• _Input records_

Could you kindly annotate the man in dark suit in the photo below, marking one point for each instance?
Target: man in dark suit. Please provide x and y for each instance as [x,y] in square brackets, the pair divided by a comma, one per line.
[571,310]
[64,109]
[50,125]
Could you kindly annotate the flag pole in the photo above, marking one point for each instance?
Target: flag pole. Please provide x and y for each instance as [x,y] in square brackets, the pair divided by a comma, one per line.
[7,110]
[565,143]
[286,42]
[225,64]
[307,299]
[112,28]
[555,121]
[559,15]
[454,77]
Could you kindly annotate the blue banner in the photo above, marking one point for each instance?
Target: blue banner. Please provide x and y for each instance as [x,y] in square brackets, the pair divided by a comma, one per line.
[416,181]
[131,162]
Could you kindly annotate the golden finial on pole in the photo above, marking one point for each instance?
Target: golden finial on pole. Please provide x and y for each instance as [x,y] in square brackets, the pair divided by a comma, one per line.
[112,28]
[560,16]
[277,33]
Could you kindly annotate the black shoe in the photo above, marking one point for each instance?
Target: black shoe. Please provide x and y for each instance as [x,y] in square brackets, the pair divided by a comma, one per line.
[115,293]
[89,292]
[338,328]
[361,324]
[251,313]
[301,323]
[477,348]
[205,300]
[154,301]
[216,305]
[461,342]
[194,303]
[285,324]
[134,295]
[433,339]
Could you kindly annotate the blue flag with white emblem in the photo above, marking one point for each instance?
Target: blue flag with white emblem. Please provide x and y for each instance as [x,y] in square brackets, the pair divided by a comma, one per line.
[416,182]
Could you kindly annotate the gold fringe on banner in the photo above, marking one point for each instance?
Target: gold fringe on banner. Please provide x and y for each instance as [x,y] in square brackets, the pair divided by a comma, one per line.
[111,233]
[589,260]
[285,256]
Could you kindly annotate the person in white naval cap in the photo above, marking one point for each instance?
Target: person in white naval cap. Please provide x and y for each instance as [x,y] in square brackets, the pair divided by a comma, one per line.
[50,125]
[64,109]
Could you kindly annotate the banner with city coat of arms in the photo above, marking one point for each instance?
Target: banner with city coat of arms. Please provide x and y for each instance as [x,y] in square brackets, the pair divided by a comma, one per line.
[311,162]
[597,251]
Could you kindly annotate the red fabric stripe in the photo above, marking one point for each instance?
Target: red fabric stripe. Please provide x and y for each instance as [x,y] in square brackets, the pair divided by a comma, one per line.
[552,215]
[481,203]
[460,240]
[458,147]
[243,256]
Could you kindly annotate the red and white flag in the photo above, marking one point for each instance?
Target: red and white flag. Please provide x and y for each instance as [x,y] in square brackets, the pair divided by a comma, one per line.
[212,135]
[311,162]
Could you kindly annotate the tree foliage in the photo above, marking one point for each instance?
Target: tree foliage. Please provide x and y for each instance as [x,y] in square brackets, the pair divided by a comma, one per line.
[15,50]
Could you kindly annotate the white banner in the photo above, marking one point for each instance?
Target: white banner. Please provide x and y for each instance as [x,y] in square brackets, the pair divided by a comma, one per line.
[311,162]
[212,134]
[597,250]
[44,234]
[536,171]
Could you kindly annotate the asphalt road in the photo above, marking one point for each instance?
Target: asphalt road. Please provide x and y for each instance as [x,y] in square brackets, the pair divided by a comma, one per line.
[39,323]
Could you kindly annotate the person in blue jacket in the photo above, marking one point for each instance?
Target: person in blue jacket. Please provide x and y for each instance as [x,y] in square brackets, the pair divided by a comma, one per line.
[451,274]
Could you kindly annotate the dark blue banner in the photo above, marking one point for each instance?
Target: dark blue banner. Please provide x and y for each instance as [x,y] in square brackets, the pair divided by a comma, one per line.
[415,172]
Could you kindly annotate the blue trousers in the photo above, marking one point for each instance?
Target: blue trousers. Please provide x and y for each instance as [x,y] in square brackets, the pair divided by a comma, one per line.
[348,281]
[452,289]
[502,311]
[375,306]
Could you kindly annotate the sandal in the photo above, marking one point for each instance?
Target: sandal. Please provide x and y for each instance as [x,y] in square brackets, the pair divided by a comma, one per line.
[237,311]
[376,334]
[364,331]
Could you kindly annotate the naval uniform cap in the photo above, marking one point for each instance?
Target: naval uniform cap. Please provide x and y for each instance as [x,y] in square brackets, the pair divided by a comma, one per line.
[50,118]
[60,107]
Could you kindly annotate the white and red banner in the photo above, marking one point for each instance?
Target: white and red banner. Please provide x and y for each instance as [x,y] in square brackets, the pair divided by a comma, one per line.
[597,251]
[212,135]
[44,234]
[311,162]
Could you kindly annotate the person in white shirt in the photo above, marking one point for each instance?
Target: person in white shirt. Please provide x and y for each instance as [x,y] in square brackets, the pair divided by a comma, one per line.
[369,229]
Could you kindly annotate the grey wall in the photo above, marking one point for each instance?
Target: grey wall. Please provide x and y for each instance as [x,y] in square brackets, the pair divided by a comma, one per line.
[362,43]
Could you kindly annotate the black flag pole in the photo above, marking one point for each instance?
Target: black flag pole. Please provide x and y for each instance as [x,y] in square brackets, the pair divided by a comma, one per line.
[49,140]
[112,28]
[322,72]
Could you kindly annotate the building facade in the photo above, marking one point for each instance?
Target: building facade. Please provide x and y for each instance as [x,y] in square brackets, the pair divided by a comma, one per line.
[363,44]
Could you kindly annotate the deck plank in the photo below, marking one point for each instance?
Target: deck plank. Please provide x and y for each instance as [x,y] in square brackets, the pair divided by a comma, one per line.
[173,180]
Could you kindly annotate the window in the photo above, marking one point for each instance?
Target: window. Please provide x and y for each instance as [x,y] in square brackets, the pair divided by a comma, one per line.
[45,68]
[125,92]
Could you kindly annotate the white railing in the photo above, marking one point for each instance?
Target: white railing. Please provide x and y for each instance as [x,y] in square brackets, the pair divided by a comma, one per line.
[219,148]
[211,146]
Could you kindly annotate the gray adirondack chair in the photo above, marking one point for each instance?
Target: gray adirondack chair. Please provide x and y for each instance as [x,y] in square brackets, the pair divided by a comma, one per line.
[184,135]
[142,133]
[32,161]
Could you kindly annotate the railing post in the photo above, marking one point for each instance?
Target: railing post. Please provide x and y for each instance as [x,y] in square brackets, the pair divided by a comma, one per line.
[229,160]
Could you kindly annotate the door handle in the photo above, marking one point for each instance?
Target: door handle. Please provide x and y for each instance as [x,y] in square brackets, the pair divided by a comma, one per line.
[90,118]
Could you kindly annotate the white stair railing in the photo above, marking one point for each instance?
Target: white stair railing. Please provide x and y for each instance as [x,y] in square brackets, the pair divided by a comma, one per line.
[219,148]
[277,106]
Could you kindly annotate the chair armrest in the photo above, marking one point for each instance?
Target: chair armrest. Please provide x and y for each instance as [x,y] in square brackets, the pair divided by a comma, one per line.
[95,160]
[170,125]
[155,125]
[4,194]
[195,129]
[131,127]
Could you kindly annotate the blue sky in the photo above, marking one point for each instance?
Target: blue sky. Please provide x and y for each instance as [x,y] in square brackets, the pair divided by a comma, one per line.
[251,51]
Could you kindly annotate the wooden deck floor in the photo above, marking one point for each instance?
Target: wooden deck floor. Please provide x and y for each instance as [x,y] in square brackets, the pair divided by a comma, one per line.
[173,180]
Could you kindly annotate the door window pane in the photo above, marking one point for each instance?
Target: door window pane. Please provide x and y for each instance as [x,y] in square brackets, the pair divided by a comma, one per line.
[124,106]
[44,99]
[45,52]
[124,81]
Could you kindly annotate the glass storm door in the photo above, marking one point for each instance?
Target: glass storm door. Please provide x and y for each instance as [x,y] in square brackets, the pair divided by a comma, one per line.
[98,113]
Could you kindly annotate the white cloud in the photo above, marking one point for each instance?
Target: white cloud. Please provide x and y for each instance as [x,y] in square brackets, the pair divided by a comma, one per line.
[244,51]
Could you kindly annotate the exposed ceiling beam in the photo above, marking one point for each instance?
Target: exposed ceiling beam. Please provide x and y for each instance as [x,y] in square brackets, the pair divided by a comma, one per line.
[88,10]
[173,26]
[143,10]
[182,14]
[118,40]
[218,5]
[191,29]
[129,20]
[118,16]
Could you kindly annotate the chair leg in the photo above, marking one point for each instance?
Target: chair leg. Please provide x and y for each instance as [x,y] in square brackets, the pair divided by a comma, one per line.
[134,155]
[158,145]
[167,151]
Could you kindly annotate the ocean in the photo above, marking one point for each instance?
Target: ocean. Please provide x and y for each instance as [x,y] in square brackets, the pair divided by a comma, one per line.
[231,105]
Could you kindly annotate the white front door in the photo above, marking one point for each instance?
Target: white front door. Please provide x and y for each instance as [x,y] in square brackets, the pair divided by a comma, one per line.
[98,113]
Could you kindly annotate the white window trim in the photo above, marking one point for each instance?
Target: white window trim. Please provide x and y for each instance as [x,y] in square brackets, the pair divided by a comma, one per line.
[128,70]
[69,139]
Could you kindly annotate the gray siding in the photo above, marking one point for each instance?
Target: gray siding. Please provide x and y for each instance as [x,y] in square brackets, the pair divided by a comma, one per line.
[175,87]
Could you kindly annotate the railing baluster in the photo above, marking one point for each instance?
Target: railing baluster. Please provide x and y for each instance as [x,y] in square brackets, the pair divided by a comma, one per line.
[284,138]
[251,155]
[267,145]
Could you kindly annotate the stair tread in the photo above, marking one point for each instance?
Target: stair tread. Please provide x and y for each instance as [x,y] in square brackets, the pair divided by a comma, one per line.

• _Directions_
Write out again, exactly, the lines from the one holding "Could you kindly annotate the exposed" through the end of the listing, with both ends included.

• _Task answer_
Could you kindly annotate the exposed ceiling beam in the photo above, marking one point for each instance?
Target: exposed ceiling beam. Please provide x and y for each instance as [x,y] in square brackets, the pair divided by a comma, one per line.
[88,10]
[173,26]
[143,10]
[182,14]
[118,40]
[218,5]
[191,29]
[129,20]
[118,16]
Could you kindly annotate the chair leg in the photo above, marking one point for each instance?
Target: chair leg. Please provide x and y for each instance as [x,y] in square brackets, the pair divided by a comma, one per line.
[134,155]
[158,145]
[167,151]
Could you kindly annotate the ocean in the photo above, marking one point for each instance?
Target: ocean. Please provide x and y for each instance as [x,y] in square brackets, the pair divided by a comma, one per line.
[231,105]
Could you kindly annotate the white front door in the photo above, marking one point for each instance?
Target: white front door. Please provide x and y for each instance as [x,y] in square brackets, the pair divided by a comma, one per line.
[98,113]
Could you kindly annotate the white window trim in the photo above, marking one point for each instance?
Target: white window trim. Please provide x and y for each instance as [x,y] in square brackets, the pair divided by a comma, one per line.
[128,70]
[69,139]
Could you kindly annotate the gray siding in the photo above, marking one point for each instance?
Target: gray siding. Please provide x and y for each instance as [x,y] in square brackets, the pair divided by a comma, one per line.
[175,87]
Could you kindly annotate the railing baluster in the photo above, marking one point for each instance?
Target: railing baluster. Please provide x and y for each instance as [x,y] in square brackets, the pair divided by a comma, one per line.
[284,138]
[251,155]
[267,145]
Could you kindly annotate the stair tread in the photo above, marking one point for each instance?
Target: stair tread. Please provide x and y for each instance as [x,y] in square brackets, the pair divided by a comma, one per line.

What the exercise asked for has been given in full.